> JOB
In the data below, rewrite everything from the line containing "the car door." down to the line containing "203,240,357,350", both included. Keep the requests unchanged, but multiply each bounding-box coordinate in the answers by 0.9 and round it to a whole number, with halves rounded up.

> Object detection data
--- start ---

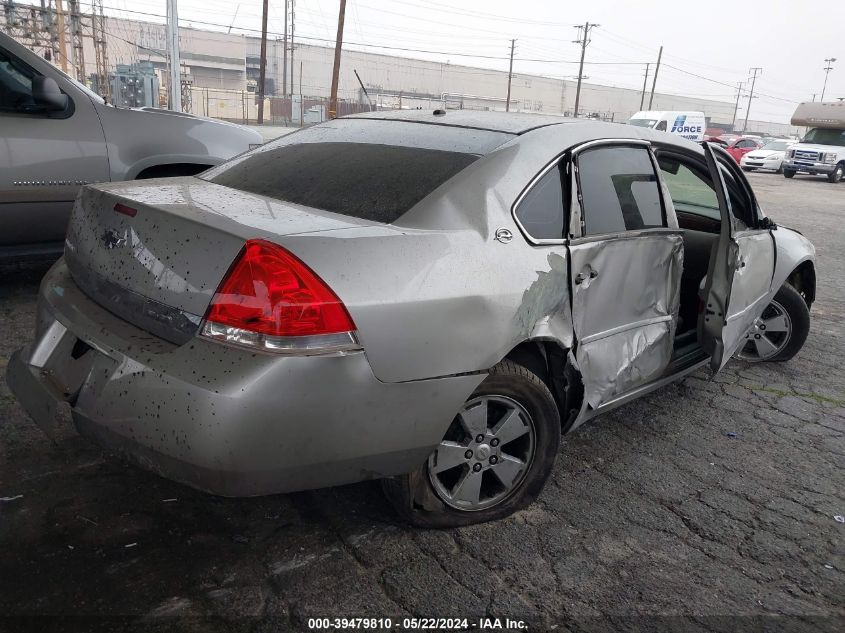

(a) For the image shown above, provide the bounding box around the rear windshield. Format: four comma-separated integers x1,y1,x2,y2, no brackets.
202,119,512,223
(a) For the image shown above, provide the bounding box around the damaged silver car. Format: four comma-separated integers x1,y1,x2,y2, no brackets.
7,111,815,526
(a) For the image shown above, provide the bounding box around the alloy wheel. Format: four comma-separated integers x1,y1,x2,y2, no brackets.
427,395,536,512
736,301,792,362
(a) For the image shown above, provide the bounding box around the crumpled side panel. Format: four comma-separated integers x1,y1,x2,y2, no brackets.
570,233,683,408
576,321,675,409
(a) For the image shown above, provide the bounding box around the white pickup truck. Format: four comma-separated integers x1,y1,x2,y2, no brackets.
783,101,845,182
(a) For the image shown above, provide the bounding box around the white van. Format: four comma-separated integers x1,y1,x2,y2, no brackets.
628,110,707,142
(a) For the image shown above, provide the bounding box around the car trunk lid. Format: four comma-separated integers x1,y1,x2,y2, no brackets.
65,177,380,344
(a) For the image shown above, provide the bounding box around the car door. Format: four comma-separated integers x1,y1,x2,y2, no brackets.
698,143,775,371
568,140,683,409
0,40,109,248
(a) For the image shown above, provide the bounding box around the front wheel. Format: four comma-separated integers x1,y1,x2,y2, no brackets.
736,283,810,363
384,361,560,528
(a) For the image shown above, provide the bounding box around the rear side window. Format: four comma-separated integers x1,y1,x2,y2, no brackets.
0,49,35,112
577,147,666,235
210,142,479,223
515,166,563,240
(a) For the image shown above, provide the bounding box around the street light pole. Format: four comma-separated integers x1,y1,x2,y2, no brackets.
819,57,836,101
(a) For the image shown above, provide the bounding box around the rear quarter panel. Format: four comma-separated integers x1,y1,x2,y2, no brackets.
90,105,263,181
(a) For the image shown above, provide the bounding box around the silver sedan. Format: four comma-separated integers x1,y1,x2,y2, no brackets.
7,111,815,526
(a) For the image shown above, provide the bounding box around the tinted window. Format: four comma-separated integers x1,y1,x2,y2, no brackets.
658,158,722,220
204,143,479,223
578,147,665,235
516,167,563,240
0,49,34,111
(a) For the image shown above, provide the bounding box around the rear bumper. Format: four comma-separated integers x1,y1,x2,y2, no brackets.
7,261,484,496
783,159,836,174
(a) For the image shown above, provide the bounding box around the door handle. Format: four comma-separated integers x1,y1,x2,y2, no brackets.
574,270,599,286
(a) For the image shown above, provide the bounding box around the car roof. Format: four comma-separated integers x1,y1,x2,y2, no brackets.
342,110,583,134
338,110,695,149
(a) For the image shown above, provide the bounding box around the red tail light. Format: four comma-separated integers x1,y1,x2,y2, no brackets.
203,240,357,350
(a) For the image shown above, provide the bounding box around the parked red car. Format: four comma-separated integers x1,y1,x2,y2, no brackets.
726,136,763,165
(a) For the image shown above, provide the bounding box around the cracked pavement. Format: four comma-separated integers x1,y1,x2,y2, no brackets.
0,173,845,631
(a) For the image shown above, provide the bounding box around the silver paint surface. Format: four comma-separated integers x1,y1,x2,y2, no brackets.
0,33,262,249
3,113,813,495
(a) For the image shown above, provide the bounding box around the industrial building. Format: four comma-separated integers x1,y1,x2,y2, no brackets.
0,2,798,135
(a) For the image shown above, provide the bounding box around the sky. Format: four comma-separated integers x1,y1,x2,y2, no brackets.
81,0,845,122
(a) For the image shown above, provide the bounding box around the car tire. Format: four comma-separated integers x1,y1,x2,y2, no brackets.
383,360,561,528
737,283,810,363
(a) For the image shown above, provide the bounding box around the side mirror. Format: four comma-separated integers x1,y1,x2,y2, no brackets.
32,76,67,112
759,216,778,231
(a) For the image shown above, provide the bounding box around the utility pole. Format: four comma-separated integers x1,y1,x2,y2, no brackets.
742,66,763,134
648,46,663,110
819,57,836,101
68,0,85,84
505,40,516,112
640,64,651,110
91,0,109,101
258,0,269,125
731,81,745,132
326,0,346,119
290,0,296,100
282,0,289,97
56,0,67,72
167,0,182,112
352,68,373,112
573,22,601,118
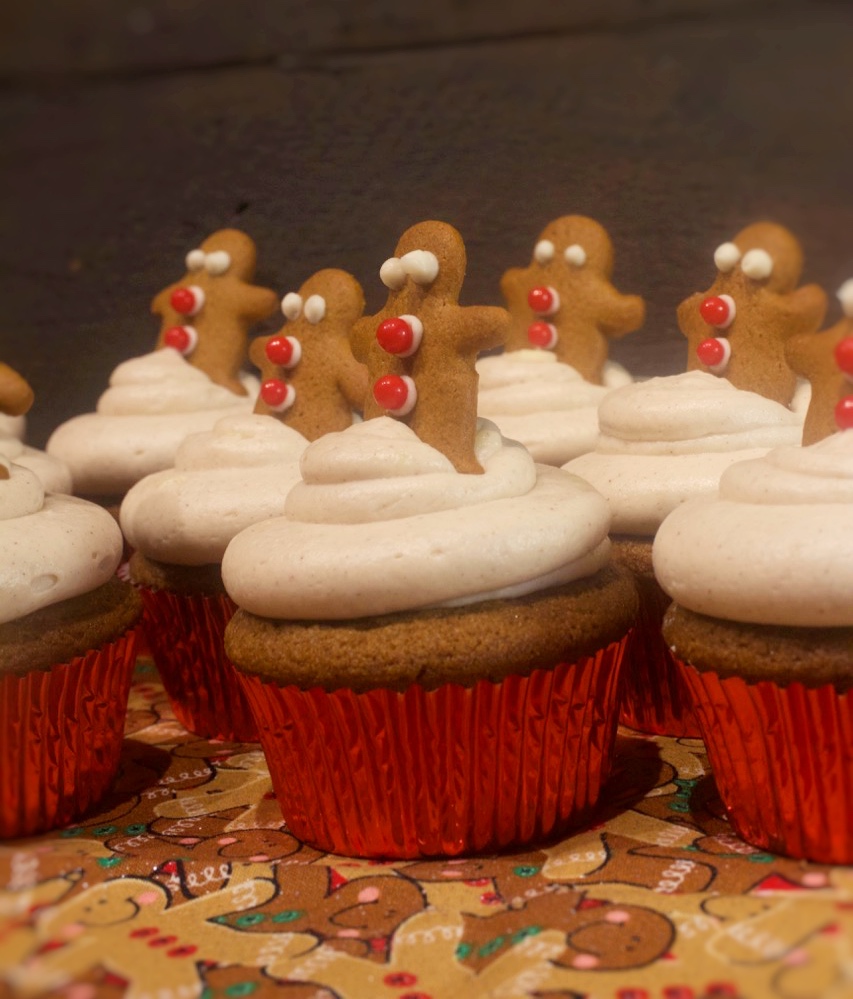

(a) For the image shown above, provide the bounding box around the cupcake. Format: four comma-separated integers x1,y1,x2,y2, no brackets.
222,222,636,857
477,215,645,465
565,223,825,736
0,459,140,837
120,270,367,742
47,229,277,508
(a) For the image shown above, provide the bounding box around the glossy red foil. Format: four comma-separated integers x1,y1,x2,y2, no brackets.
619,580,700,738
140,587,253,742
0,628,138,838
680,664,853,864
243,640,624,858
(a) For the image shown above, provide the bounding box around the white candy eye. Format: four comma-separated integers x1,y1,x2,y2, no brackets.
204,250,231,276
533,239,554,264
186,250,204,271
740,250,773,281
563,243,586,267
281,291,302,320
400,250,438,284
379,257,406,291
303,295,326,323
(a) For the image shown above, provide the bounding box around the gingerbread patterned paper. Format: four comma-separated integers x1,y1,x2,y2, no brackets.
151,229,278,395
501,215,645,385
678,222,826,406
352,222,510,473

--- end ---
--- start ---

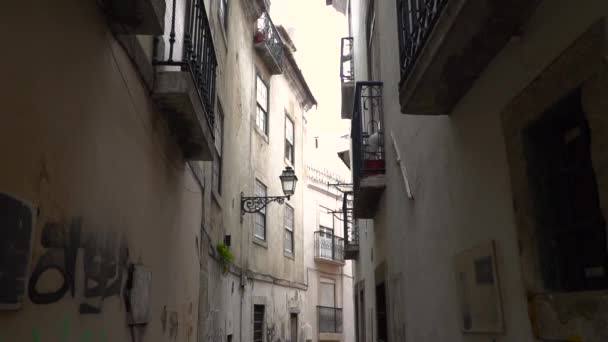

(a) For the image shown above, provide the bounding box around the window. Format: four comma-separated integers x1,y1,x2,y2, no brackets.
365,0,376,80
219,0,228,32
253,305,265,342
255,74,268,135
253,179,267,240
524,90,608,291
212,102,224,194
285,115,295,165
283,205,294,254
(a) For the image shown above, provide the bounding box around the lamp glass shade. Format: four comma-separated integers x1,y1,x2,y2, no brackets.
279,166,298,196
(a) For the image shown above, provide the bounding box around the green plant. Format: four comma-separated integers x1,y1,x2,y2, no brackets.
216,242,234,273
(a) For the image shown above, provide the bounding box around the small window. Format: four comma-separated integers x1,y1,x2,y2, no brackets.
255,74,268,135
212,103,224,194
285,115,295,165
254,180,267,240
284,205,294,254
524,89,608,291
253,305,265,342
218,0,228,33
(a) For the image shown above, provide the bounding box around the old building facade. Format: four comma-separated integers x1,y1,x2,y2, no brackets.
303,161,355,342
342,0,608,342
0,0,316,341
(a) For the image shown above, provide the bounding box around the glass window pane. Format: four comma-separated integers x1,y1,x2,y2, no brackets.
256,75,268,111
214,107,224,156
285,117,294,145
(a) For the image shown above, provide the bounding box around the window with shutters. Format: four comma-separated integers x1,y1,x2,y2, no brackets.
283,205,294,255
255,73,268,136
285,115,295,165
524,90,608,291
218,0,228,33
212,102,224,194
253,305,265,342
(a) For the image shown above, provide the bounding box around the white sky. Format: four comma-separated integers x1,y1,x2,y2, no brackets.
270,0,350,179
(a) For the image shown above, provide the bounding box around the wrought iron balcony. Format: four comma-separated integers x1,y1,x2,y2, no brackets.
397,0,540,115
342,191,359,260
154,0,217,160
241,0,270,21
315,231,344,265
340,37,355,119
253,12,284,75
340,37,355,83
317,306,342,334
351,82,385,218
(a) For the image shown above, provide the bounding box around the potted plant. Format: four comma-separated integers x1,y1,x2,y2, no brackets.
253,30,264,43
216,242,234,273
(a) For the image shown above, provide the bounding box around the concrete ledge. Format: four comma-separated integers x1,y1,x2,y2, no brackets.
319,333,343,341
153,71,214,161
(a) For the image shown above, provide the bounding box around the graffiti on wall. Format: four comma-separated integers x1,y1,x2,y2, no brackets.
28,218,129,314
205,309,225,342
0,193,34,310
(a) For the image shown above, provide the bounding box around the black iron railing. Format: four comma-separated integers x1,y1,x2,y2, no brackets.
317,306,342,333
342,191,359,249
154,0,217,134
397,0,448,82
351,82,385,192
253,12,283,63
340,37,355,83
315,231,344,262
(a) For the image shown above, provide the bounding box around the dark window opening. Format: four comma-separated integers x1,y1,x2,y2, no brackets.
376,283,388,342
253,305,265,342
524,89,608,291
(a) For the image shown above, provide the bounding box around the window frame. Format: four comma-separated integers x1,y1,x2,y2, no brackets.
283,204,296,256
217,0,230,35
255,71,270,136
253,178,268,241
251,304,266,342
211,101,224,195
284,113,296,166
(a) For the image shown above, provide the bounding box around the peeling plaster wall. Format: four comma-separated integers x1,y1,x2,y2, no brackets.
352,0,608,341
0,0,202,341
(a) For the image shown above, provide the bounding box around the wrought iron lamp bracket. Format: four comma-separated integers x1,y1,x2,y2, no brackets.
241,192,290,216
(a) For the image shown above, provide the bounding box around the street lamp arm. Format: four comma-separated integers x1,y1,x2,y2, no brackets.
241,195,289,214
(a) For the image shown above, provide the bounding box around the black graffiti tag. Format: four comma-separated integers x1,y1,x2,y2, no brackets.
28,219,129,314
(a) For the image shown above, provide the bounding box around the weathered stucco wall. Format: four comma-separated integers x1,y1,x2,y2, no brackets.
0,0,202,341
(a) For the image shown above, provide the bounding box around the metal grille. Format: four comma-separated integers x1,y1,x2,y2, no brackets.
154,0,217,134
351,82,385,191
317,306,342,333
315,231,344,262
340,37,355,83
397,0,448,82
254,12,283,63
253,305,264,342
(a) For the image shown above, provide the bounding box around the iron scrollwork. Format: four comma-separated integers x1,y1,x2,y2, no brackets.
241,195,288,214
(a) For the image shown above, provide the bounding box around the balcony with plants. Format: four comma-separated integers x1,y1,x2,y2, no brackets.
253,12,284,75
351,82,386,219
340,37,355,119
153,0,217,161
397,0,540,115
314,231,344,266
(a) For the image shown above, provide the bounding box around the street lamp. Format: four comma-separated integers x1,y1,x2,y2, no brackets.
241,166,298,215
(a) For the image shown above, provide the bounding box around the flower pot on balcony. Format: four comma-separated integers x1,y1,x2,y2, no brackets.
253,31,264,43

--- end ---

> EXPECTED ANSWER
(a) For the image shown above, provide the bounding box around the car door. Format: four comma-separated integers x1,y1,x2,y2, no brackets.
628,129,698,334
511,126,615,368
0,36,98,223
(a) For the image shown above, provide the bounding box around the front wheel. Format: four comma-separated integers x1,y1,x2,y2, no brackets.
662,255,729,327
346,325,504,475
(a) For the image shown above, provide the bounding box around the rear side window. Format: four comma-separated integers x1,y1,x2,y2, no brackets.
0,44,32,101
519,132,599,212
189,128,431,201
464,149,507,216
(a) For the image shown above, provide the bounding box around the street light pole. Format: four comma-separated integers x1,y1,x2,y2, no brackets.
737,51,752,91
(a) For the image shown above, provide the bounding box around the rear quarter panel. Format: four comma-separated integers x1,y1,x2,y2, no brackets.
81,95,237,163
(a) For the image shown above, provide the bounding box around the silver sedan. Format: four comma-separated integers x1,y1,x2,y2, no brackets.
6,100,734,473
(a) For the image shown above, provide the bounding box around the tinted window. Format: four comma-separated integers x1,y1,x2,y2, no brackets.
592,142,650,198
184,129,431,201
520,132,599,212
464,150,507,216
0,44,31,100
(a) For the image shown above, provide the bounding box around the rear bumper. Format: four comma-separated integers x1,y1,x2,y2, no brackets.
6,235,436,446
705,143,752,157
(a) For the image shown above, provide the bounding box around the door handle. Format: four comma-separated integers x1,y1,x2,y2, no brackets.
517,243,539,257
(a) For the image shown above, provide the bounding box around the car roof. Format: four comma-separated integers x1,y1,x2,y2, no brackets.
308,99,525,121
304,99,626,134
(a) For the image shown above, provide the bounding box around the red tail light. Format: four comma-separated integers x1,y1,x2,y2, no brackets.
183,216,321,315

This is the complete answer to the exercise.